Reproduce tal cual el pasaje del texto sobre el azúcar en Cuba comprendido entre "Moreno Fraginals describe, con" y "hombres y tierras.", ambos incluidos.

TEXTO PARA LEER
-------------------------

Los ingleses se habían apoderado fugazmente de La Habana en 1762. Por
entonces, las pequeñas plantaciones de tabaco y la ganadería eran las bases de
la economía rural de la isla; La
Habana , plaza fuerte militar, mostraba un considerable
desarrollo de las artesanías, contaba con una fundición importante, que
fabricaba cañones, y disponía del primer astillero de América Latina para
construir en gran escala buques mercantes y navíos de guerra. Once meses bastaron
a los ocupantes británicos para introducir una cantidad de esclavos que
normalmente hubiese entrado en quince años y desde esa época la economía cubana
fue modelada por las necesidades extranjeras del azúcar: los esclavos producirían
la codiciada mercancía con destino al mercado mundial, y su jugosa plusvalía
sería desde entonces disfrutada por la oligarquía local y los intereses
imperialistas.
Moreno Fraginals describe, con datos elocuentes, el
auge violento del azúcar en los años siguientes a la ocupación británica. El
monopolio comercial español había saltado, de hecho, en pedazos; habían quedado
deshechos además los frenos al ingreso de esclavos.El ingenio absorbía todo,
hombres y tierras.

-------------------------

EXTRACTO DE DATOS
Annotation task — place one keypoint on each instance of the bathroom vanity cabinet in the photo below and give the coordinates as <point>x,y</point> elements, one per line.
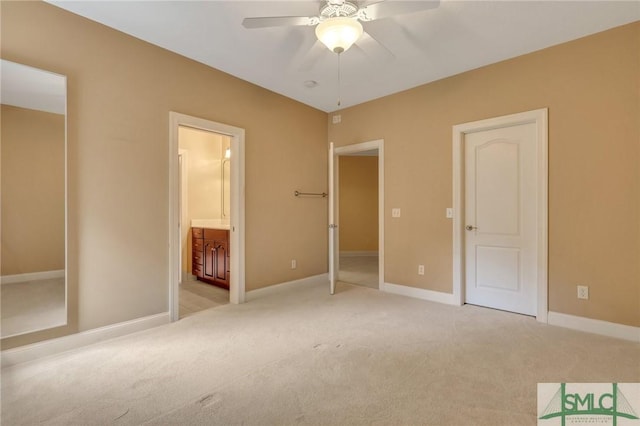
<point>210,255</point>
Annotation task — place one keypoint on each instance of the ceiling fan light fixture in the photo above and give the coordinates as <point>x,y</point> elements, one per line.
<point>339,33</point>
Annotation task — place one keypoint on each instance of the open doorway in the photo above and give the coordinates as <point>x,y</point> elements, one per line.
<point>359,199</point>
<point>204,158</point>
<point>206,198</point>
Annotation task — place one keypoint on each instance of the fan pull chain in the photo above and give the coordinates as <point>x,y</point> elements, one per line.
<point>339,82</point>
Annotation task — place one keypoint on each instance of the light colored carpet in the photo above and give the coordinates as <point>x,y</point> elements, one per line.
<point>303,357</point>
<point>32,305</point>
<point>195,296</point>
<point>359,270</point>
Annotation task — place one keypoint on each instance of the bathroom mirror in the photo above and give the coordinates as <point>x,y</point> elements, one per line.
<point>33,288</point>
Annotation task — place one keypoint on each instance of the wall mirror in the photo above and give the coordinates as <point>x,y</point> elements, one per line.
<point>33,284</point>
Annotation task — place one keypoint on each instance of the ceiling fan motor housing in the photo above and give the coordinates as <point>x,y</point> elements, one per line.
<point>338,9</point>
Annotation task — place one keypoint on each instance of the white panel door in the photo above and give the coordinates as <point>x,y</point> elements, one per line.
<point>500,218</point>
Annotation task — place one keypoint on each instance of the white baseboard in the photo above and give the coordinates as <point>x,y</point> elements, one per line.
<point>73,341</point>
<point>589,325</point>
<point>31,276</point>
<point>358,253</point>
<point>420,293</point>
<point>277,288</point>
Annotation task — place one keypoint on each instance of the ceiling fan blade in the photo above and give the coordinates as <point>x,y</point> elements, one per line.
<point>385,9</point>
<point>312,56</point>
<point>374,49</point>
<point>279,21</point>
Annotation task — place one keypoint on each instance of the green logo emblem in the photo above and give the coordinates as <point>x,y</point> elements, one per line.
<point>612,404</point>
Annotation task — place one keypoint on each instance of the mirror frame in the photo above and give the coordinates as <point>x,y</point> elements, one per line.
<point>47,99</point>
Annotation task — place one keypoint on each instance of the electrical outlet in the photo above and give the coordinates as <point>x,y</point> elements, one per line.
<point>583,292</point>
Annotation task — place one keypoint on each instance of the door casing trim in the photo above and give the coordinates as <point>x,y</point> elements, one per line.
<point>540,118</point>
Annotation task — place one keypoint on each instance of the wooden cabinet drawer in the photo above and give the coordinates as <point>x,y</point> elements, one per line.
<point>196,270</point>
<point>216,234</point>
<point>196,232</point>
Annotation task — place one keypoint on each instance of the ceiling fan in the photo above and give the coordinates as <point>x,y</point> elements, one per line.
<point>338,22</point>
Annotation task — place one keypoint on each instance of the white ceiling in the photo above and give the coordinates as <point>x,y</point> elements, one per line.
<point>455,37</point>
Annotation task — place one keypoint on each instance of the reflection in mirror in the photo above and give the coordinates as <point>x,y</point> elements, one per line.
<point>33,205</point>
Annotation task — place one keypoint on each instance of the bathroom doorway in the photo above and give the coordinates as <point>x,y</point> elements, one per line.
<point>359,201</point>
<point>204,158</point>
<point>206,201</point>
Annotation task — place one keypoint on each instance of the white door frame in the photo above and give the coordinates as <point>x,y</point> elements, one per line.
<point>354,149</point>
<point>237,272</point>
<point>184,196</point>
<point>539,118</point>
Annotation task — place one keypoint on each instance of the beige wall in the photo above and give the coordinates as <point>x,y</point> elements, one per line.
<point>120,92</point>
<point>591,87</point>
<point>32,145</point>
<point>358,201</point>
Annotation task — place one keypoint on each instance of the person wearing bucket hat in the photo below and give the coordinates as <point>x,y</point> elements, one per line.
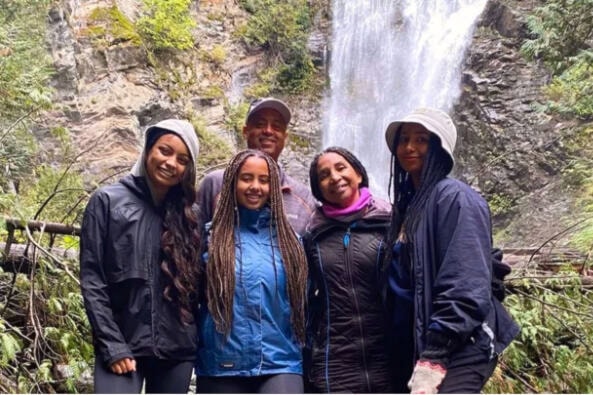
<point>451,328</point>
<point>265,129</point>
<point>139,267</point>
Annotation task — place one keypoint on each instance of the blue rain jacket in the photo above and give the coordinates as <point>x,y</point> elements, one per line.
<point>261,340</point>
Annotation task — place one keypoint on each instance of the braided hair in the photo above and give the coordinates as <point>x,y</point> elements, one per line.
<point>409,204</point>
<point>220,270</point>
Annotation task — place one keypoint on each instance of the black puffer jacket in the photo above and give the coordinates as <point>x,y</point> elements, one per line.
<point>347,348</point>
<point>121,279</point>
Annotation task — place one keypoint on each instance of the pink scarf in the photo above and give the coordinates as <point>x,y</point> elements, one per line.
<point>363,201</point>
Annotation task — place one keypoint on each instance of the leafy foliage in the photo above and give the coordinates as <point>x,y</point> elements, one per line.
<point>167,24</point>
<point>572,91</point>
<point>553,351</point>
<point>282,27</point>
<point>562,35</point>
<point>23,85</point>
<point>110,25</point>
<point>562,29</point>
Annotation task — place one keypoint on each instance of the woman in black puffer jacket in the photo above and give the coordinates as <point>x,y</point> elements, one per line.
<point>347,348</point>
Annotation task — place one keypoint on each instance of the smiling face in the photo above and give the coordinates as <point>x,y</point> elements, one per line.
<point>412,147</point>
<point>166,162</point>
<point>338,181</point>
<point>253,183</point>
<point>266,131</point>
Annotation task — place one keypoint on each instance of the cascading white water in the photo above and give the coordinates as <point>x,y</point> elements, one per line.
<point>387,58</point>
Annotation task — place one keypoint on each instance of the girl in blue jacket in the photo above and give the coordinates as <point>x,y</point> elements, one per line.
<point>441,270</point>
<point>253,328</point>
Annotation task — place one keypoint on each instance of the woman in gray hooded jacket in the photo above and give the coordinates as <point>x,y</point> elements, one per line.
<point>139,251</point>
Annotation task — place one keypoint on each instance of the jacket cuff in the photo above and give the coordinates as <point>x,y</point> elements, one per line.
<point>439,347</point>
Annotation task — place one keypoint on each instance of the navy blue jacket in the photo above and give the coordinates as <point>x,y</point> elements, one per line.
<point>452,276</point>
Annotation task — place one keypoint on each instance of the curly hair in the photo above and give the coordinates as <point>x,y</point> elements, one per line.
<point>344,153</point>
<point>220,270</point>
<point>181,246</point>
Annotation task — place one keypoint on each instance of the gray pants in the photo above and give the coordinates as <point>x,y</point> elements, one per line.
<point>268,384</point>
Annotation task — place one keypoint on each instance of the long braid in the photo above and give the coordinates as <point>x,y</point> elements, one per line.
<point>221,264</point>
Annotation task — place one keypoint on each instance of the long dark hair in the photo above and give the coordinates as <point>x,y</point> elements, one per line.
<point>181,245</point>
<point>220,270</point>
<point>408,203</point>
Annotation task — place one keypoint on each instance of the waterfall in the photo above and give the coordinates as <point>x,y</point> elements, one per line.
<point>387,58</point>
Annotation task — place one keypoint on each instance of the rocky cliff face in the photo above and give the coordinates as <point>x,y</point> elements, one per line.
<point>107,94</point>
<point>511,152</point>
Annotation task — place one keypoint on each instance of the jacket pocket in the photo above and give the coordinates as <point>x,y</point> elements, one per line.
<point>131,245</point>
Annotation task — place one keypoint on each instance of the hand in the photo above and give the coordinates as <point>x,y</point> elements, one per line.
<point>123,366</point>
<point>426,377</point>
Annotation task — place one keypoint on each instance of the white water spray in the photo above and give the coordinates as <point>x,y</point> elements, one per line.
<point>389,57</point>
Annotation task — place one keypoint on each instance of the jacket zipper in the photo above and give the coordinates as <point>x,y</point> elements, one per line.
<point>348,263</point>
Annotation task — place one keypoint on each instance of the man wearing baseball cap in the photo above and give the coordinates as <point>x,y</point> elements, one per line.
<point>265,129</point>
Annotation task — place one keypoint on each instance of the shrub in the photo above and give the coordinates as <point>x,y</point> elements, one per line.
<point>167,24</point>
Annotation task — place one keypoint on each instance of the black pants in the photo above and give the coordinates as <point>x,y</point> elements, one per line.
<point>467,378</point>
<point>160,376</point>
<point>268,384</point>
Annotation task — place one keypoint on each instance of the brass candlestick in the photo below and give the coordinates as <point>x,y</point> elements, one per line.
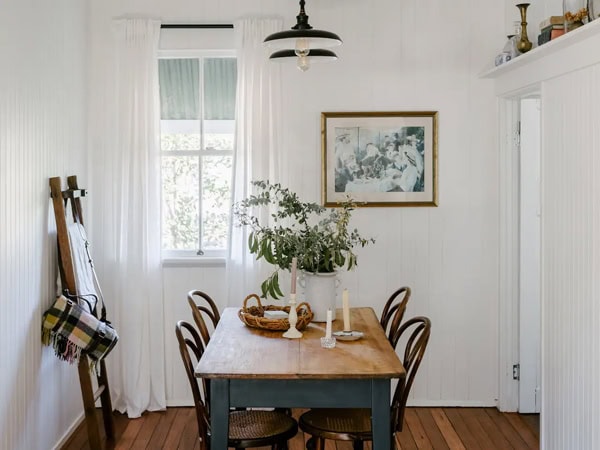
<point>523,44</point>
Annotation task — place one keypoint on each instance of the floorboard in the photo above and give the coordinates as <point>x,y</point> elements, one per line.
<point>424,428</point>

-------------------------

RESPUESTA
Moreno Fraginals describe, con datos elocuentes, el
auge violento del azúcar en los años siguientes a la ocupación británica. El
monopolio comercial español había saltado, de hecho, en pedazos; habían quedado
deshechos además los frenos al ingreso de esclavos.El ingenio absorbía todo,
hombres y tierras.